# Goal of the exercise
The entire listing is to be repeated verbatim.

# Records shown
○ ○ ○

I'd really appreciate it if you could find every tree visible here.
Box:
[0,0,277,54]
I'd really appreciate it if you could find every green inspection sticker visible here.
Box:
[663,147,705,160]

○ ○ ○

# Finished task
I'd really appreciate it if you could find every tree visible here.
Box:
[0,0,277,54]
I'd really appreciate it if you could find every green inspection sticker visible here.
Box:
[663,147,705,160]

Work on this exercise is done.